To be done:
Copy the material below verbatim, starting at the line containing "of the blurred" and continuing through its last line.

Data provided:
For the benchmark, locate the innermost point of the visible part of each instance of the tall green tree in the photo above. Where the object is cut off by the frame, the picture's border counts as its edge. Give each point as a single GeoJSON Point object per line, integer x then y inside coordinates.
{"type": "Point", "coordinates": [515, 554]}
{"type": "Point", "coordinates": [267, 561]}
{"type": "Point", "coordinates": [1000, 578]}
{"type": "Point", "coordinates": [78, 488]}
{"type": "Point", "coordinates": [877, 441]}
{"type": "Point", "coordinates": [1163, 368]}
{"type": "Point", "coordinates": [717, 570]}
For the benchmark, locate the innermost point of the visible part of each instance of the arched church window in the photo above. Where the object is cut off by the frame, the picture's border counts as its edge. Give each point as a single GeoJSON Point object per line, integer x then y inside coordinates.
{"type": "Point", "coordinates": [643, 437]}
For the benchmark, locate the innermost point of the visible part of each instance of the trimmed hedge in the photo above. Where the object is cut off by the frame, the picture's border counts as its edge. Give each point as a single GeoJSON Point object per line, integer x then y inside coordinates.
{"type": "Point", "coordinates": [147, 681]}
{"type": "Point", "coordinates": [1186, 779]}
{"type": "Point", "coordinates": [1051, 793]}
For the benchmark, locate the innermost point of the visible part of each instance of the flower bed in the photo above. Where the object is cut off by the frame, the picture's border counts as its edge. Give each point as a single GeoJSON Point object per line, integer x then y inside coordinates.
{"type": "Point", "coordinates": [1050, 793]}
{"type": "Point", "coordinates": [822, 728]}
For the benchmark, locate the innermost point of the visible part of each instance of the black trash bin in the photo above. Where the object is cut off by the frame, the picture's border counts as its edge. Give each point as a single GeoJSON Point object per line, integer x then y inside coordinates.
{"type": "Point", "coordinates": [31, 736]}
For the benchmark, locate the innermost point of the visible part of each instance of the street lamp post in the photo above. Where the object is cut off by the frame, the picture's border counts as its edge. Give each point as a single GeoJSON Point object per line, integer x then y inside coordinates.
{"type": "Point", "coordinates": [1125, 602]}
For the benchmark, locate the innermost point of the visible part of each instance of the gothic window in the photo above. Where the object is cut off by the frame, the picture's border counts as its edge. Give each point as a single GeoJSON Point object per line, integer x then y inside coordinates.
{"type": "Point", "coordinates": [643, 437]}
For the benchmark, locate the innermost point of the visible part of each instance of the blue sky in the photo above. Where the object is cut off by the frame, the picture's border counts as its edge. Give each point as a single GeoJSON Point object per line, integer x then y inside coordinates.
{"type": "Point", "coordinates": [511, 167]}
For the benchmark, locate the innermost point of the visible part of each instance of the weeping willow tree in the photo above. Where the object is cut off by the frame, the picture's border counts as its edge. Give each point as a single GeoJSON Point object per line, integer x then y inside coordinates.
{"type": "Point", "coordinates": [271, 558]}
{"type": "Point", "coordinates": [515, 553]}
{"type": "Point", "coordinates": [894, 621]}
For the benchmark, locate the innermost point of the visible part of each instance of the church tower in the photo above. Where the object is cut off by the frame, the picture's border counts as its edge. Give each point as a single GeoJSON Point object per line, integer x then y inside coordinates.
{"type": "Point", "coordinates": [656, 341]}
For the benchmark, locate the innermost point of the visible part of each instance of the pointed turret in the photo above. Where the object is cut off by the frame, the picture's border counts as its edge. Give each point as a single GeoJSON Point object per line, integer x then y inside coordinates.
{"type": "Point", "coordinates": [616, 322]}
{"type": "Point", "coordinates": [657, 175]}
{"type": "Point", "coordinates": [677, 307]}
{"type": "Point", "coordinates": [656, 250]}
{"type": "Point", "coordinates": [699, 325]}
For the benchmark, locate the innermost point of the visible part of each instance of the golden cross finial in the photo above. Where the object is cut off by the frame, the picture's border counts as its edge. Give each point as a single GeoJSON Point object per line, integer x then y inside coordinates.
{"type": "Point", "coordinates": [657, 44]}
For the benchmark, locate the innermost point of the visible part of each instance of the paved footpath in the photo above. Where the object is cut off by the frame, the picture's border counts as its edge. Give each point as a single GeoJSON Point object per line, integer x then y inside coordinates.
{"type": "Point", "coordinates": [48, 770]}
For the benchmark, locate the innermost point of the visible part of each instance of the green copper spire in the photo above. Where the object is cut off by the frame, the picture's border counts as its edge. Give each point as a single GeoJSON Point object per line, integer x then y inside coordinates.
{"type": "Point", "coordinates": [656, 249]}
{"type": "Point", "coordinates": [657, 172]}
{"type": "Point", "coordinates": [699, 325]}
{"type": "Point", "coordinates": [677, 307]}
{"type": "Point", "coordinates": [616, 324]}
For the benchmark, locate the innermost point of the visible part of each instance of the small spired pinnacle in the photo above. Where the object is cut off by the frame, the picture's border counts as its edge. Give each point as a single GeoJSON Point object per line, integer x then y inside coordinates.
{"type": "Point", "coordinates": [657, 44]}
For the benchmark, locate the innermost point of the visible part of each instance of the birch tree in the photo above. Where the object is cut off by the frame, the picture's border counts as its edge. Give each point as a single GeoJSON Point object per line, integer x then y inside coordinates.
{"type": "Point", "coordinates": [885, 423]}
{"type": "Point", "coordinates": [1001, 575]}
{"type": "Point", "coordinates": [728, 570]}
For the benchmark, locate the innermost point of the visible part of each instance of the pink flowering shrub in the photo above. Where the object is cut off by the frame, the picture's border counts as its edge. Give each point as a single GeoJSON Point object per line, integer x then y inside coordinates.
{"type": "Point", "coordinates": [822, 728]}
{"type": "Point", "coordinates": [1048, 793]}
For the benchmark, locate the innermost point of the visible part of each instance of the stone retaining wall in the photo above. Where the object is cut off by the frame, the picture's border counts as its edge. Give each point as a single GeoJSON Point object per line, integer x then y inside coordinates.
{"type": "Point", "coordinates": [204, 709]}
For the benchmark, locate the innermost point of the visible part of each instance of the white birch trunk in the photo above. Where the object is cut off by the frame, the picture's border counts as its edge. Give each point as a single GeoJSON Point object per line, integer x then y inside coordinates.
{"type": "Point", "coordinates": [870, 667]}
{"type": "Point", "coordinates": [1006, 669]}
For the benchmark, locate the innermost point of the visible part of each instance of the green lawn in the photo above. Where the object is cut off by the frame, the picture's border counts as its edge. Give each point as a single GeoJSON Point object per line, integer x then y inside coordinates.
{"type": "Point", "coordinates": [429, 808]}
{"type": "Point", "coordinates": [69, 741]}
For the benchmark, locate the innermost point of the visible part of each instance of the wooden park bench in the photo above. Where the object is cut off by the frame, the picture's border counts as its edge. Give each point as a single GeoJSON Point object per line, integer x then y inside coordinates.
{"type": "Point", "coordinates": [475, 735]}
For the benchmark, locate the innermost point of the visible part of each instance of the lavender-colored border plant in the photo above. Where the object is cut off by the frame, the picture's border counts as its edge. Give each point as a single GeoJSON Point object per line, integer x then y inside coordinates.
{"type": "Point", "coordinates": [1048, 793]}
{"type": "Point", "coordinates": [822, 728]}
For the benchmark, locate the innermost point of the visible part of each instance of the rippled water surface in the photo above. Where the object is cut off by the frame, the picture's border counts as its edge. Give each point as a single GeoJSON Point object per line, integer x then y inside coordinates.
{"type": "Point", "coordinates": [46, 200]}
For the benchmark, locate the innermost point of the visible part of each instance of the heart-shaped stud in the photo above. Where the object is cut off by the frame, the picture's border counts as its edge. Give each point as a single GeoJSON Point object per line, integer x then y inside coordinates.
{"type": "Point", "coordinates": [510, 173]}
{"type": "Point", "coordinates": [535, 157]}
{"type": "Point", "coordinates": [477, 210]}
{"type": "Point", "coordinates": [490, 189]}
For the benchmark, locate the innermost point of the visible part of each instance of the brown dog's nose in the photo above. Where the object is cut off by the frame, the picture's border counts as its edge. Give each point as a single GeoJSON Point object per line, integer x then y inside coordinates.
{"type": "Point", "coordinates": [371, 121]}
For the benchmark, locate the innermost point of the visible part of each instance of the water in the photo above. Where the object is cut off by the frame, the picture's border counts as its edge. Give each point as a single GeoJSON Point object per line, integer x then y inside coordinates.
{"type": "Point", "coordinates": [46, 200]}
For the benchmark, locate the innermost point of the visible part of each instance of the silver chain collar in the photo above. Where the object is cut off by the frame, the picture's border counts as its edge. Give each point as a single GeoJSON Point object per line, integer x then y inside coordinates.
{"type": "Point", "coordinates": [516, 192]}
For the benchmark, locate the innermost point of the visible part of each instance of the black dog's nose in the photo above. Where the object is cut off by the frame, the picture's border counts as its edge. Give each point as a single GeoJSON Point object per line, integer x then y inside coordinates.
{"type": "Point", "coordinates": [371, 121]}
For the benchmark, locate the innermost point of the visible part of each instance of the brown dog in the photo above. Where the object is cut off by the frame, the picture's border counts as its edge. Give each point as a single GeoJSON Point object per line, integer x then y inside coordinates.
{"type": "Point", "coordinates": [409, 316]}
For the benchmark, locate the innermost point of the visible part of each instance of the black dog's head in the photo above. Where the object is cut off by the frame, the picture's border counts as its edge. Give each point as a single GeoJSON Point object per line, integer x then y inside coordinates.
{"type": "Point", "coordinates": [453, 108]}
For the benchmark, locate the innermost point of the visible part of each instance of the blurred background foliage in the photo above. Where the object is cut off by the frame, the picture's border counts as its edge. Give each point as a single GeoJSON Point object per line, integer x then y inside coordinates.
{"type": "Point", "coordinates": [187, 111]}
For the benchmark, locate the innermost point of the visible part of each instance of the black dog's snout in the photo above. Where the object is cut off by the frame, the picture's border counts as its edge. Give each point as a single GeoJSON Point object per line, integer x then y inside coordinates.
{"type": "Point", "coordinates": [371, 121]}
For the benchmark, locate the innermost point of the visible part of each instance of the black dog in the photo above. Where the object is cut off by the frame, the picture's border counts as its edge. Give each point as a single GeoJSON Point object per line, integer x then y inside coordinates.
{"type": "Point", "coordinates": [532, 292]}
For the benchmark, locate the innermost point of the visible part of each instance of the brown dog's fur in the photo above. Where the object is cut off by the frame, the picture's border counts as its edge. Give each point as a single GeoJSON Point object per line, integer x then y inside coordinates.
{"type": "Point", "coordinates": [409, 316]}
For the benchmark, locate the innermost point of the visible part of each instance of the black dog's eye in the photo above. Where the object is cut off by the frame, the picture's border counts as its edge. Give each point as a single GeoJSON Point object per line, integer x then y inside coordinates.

Written answer:
For the benchmark, locate the innermost point of the visible part of each instance of the blurred background foliage in the photo above. Where the object is cut off by the frame, the picture's border counts as its edge. Give each point as a single GeoJSON Point object per line, integer x then y inside coordinates.
{"type": "Point", "coordinates": [187, 111]}
For the benchmark, locate the innermost point of the visible part of each instance of the black dog's snout in the photo above. Where the object is cut off by the frame, the picture's border counts as its edge. Give each point as a single GeoJSON Point object per line, integer x then y inside coordinates.
{"type": "Point", "coordinates": [371, 121]}
For the benchmark, locate the innermost point of the visible part of each instance of the black dog in the photo above. Where the object is cut off by the frame, the picture's border counts as its edge. Give each point as a single GeoJSON Point object per line, integer x then y inside coordinates.
{"type": "Point", "coordinates": [532, 292]}
For the benchmark, locate the innermost point of the visible part of each instance of the brown dog's fur in the photo above. Where the object is cut off by the frame, the picture's border counts as its edge. Give each point as a single GeoJSON Point object per line, integer x then y inside coordinates.
{"type": "Point", "coordinates": [409, 316]}
For the benchmark, locate the innermost point of the visible part of each instance of the black dog's eye in the photo above. Where the object is cut off by the frame, the picture's border counts as its edge. Give each point as a single GeoJSON Point object per line, integer x then y inside coordinates.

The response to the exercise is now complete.